Problem description :: Recast everything from the start of the rows below down to the line containing "[[415, 361, 514, 433]]", both ends included, as a Markdown table with the columns Number and Line, skipping blank lines. Leave the pictures out of the table.

* Begin Extracted entries *

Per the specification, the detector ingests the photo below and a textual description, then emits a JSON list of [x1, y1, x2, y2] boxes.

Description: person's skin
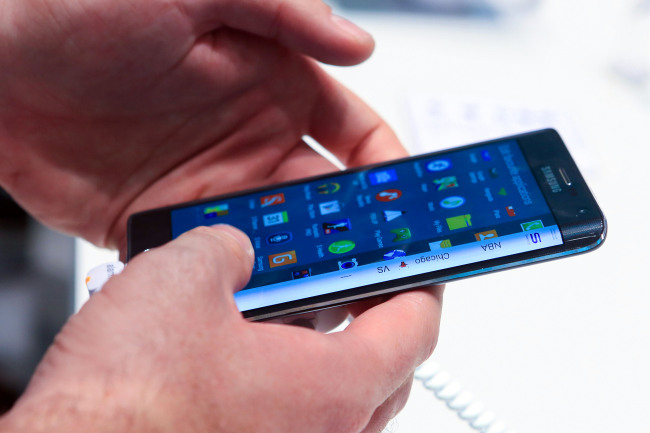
[[0, 0, 441, 433]]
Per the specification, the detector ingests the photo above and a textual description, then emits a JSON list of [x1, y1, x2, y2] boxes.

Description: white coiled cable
[[415, 361, 514, 433]]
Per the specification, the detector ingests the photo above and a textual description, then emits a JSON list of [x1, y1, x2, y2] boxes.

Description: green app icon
[[521, 220, 544, 232], [447, 214, 472, 230], [390, 227, 411, 242], [328, 240, 356, 254]]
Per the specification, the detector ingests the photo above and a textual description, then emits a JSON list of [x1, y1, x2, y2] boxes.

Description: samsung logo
[[542, 165, 562, 192]]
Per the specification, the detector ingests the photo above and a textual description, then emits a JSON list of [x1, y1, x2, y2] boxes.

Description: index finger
[[180, 0, 374, 66], [309, 68, 407, 167], [330, 286, 443, 404]]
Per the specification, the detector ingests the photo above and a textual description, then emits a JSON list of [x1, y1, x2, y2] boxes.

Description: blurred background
[[0, 0, 650, 433]]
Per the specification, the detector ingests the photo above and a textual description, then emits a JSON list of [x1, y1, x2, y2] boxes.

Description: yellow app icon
[[447, 214, 472, 230], [269, 251, 298, 268]]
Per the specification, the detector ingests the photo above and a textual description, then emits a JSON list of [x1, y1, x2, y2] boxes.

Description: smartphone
[[128, 129, 606, 320]]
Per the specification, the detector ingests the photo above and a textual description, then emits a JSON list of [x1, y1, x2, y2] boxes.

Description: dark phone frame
[[127, 129, 607, 320]]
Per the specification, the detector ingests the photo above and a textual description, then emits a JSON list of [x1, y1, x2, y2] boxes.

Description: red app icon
[[260, 192, 284, 207]]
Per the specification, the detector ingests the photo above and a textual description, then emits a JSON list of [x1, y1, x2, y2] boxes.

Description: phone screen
[[171, 139, 563, 312]]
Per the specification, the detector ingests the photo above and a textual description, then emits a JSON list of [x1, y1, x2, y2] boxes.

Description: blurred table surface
[[77, 0, 650, 433]]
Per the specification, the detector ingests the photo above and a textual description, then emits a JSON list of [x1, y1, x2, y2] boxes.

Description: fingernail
[[332, 15, 372, 39], [212, 224, 255, 257]]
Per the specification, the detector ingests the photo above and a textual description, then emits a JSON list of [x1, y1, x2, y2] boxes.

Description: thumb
[[181, 0, 374, 66]]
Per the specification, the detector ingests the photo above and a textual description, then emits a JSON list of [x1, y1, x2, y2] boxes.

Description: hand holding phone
[[129, 130, 606, 319]]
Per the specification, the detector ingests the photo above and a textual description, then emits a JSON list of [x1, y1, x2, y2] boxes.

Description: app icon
[[384, 250, 406, 260], [262, 211, 289, 227], [203, 203, 228, 219], [427, 159, 451, 173], [447, 214, 472, 230], [328, 240, 356, 254], [316, 182, 341, 194], [269, 251, 298, 268], [323, 218, 350, 235], [339, 259, 359, 271], [266, 232, 293, 245], [291, 268, 311, 280], [440, 195, 465, 209], [429, 239, 451, 251], [520, 220, 544, 232], [318, 200, 341, 215], [368, 168, 397, 185], [474, 230, 499, 241], [260, 192, 284, 207], [383, 210, 406, 222], [433, 176, 458, 191], [375, 189, 402, 202], [390, 227, 411, 242]]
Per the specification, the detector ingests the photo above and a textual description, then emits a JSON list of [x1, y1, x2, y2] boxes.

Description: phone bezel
[[127, 129, 607, 320]]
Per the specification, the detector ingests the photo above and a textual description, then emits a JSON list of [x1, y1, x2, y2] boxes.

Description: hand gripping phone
[[128, 129, 606, 320]]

* End Extracted entries *

Problem solution ::
| Number | Line |
|---|---|
| 1 | Per the specification, the detector ingests the photo below and a textual description, then emits a JSON list of [x1, y1, x2, y2] boxes. |
| 2 | Description: person's skin |
| 3 | [[0, 0, 441, 433]] |
| 4 | Per the specification, the detector ingests the photo above and a textual description, then emits a JSON list of [x1, y1, x2, y2] boxes. |
| 5 | Description: white coiled cable |
| 6 | [[415, 361, 514, 433]] |